Start of Selected extract
The famous song is about significant memories, with their strong emotional component. I have a new and subtle emotional palette to learn -- including grieving events and losses I haven't yet because I never could -- and strong recollections with which I need to come to terms. For the moment, I know that my life has been lived close to one or the other extremes of feeling relatively invulnerable or broken up yet again, which meant my finger found Jann Arden's 'Time of Mercy' tonight, with songs like 'Give Me Back My Heart', where she goes straight to the point! I admire people who have lived all their lives with the real vulnerability I currently feel. What I want from Azoulay is more in my "tool-kit"!

A tool-kit for personal tuition

This was a tool-kit I got from Kay Jamison and Azoulay's retired predecessor ... and from that inner shaman of mine. It belongs in the part of my being Lauren and everybody else who has learned anything from me has to thank for it. I need to be fairly alone with the shaman for a few days.
It isn't going back to work that has had such an effect on me; it's the trappings that have surrounded it on emerging from the deepest journey inside I've ever made and probably wish to make out into a city that often shouts "artificial" and, in some respects, "officially insane" at me. But I made that trip because I was mad myself for a while.

If, then, I am to use the Log to return to women musicians and teach by telling their stories and sharing their songs, I plan to do what all good teachers must in life, which is just to share with others the tools we've found, as equals. I can't deal with people otherwise now I know we all have our own inner shaman, every one of us, and I'm essentially no different from you.
End of Selected extract
* _Your tasks_
(A) In the tool-kit passage, which Jann Arden album did the writer's finger find tonight?
(B) Extend the tool-kit passage, picking up right after its final sentence.
The lines that follow come from a separate source.
Start of Data block
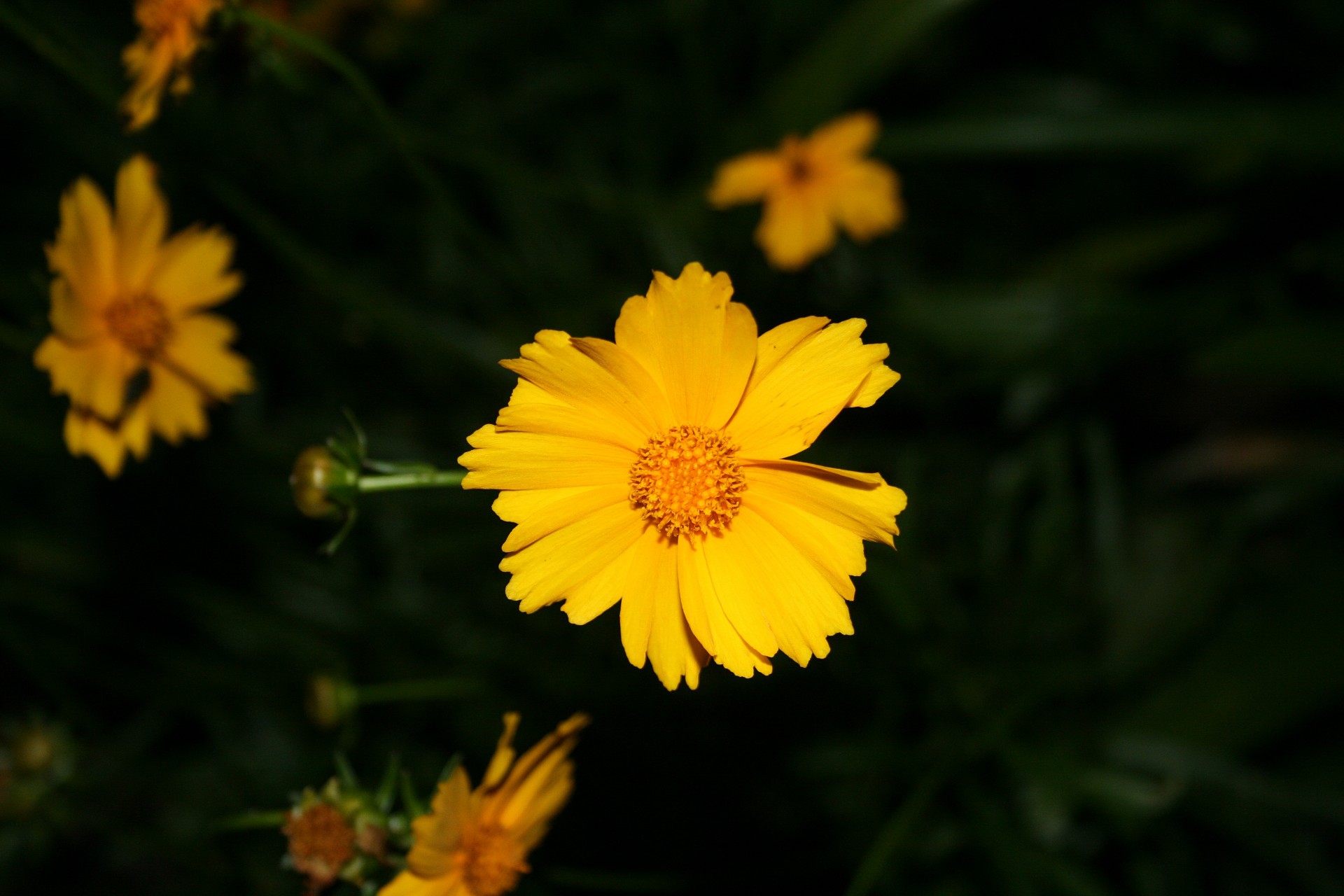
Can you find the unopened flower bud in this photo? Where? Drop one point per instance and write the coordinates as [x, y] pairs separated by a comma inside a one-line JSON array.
End of Data block
* _Expected outputs_
(A) 'Time of Mercy'

(B)
Like Pinocchio, I've discovered that honesty pays, while closing your mind and your heart gets you nowhere. Each day can bring surprises, if I venture to talk quite deeply but without hiding anything from others about what's happened to me, since I find it tends also to draw some of them out of their shells, no longer afraid to speak of what upsets them.
I don't know how often I shall log again. In the period that starts with some medical exams on Friday, this over-stretched Mac of mine must sadly go and be replaced. It's hardly good timing now I'm more aware of the need for new clothes with fewer holes. Worse, the day I disintegrated again was my daughter's 17th birthday, so I must make up to the Kid for having turned down an invitation where I'd have felt like a ghost at the feast given the way I felt then.

However, the weather forecast gets better.
I've ordered a new eMac, which comes for the weekend. It may not be a brand-new model, but I like robust eMacs. It was a nice surprise to find out I can still trade in this one while there is any life in it against the price of a rather more powerful machine that can face the music. So when I'm not in emotional therapy and making sure of my inner shaman's compass bearings, I'll have to tame the Tiger too.
What with all these cats for which Apple names its operating system, it's scarcely surprising that my finger found its way from Imbruglia to Arden via Massive Attack and Liz Pappademas and her piano-driven Hurts to Purr (band and debut album).

For once, I'm going to be discreet about a woman I fancy, just saying I've known her for some time and her circumstances have also changed. We shall soon be having dinner and when I asked her how she had put up with me all these years, she said: "In small doses."
"Well, I hope," I said, "that in future, you might be able to endure slightly bigger doses if they come on a more manageable scale."
That won me a little smile and she asked me to wait until she'd sorted out some other stuff by the end of May. My experience has usually involved being madly in love, but now I know why people say "madly". Is going without feeling over-excited a normal emotion?